• [OBJECTIF 1]
Répondez à ces questions en vous appuyant sur l'extrait sur le 11 novembre.
(a) En quelle année est mort le dernier poilu ?
(b) Combien d'années de service ont les professeurs qualifiés d'expérimentés ?
(c) Quelles sont les deux phases attribuées à la société devenue une anti-nation ?
• [OBJECTIF 2]
Donnez la suite de l'extrait sur le 11 novembre en partant de sa dernière phrase.

• [PASSAGE FOURNI]
──────

Le 11 novembre peu à peu semble disparaître dans les brumes de l’histoire; s’il y aura, sans doute, en 2014 et en 2018, des cérémonies officielles où brilleront les montres en or de nos dirigeants, elles n’infléchiront pas, bien au contraire, la tendance mémorielle de ces vingt dernières années, qui voit la Grande Guerre s’éteindre dans l’opinion publique globalement morne de ce pays. Le dernier poilu, Lazare Ponticelli, est mort en 2008, et dans une société galvanisée par le désir de célébrité et de jouissance immédiate, la petite flamme du Soldat Inconnu a bien du souci à se faire. Contentons-nous que l’Arc de Triomphe soit encore debout, en espérant que Mme Éva Joly ne devienne pas demain ministre de l’urbanisme, auquel cas seront sans doute rasés tous les monuments évoquant l’histoire militaire de la France.
Tous les professeurs expérimentés (plus de vingt ans de service) l’ont constaté: même si la France ne disparaît pas des programmes et des manuels, en histoire comme en géographie, on ne parle plus d’elle comme on le faisait en 1990. Normal, me direz-vous, où est le problème ? Le problème existe, il est le suivant: la France est devenue, au collège comme au lycée, un sujet honteux, dans le meilleur des cas un sujet tabou. Certains professeurs, du reste, sont à bout. D’énergiques chroniqueurs de ce site ont déjà dénoncé cette situation pédagogique, proche de la schizophrénie. En effet, d’une part la France prétend proposer aux jeunes gens de ses écoles (en particulier les élèves immigrés) un modèle de droit, de démocratie, de valeurs républicaines, mais d’autre part elle favorise une idéologie pédagogique qui tend à restreindre et à salir l’histoire du pays, le genre barbouillage, ainsi qu’à critiquer et dénigrer à tout va l’idée de nation (autre schizophrénie de l’ Éducation « nationale »), pourtant consubstantielle à celle d’ État, dont en revanche les pédagos gogos bobos continuent de faire une publicité, très artificielle et très keynésienne. Notre société, nous l’avons bien compris sur ce site, est devenue une anti-nation en voie de dépression (phase 1) et d’explosion (phase 2). Paranoïa ? C’est possible. Mais la paranoïa est une forme d’inquiétude exaltée que je trouve préférable à la morne satisfaction bien pensante des bobos, qui contribue précisément aux discours et aux politiques de l’anti-nation.

──────

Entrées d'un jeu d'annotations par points

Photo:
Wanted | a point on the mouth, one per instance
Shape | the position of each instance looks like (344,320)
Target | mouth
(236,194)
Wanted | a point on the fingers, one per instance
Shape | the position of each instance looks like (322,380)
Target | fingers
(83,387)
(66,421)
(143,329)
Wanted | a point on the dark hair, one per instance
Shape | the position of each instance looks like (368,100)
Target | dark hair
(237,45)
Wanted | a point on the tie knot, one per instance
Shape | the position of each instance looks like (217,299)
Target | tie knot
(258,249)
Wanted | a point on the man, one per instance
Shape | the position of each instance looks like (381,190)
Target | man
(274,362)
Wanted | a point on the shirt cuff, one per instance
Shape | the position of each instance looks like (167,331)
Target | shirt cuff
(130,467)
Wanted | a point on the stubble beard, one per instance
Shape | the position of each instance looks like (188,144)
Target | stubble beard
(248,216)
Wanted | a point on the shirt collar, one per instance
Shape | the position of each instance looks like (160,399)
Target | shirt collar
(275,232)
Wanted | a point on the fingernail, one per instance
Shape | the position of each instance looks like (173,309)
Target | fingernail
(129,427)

──────

• [RÉSULTAT ATTENDU 1]
(a) En 2008.
(b) Plus de vingt ans.
(c) La dépression (phase 1) et l'explosion (phase 2).

• [RÉSULTAT ATTENDU 2]
Le 11 novembre, disais-je, disparaît dans les brumes de l’histoire. La France semble avoir honte de ses victoires. Elle ne célèbre pas Austerlitz, mais s’associe en revanche aux cérémonies anglaises de Waterloo. Elle s’agenouille au pied de toutes les stèles étrangères mais semble cracher sur ses propres tombes. Sa diplomatie est sous contrôle américain et son drapeau ne flotte plus jamais seul. Enseigne-t-on quand même la Grande Guerre dans ses écoles ? Oui, mais d’une façon pleine de subtilités quelque peu désarmantes, c’est le cas de le dire. Je ne vous parlerai que du niveau lycée, où j’enseigne.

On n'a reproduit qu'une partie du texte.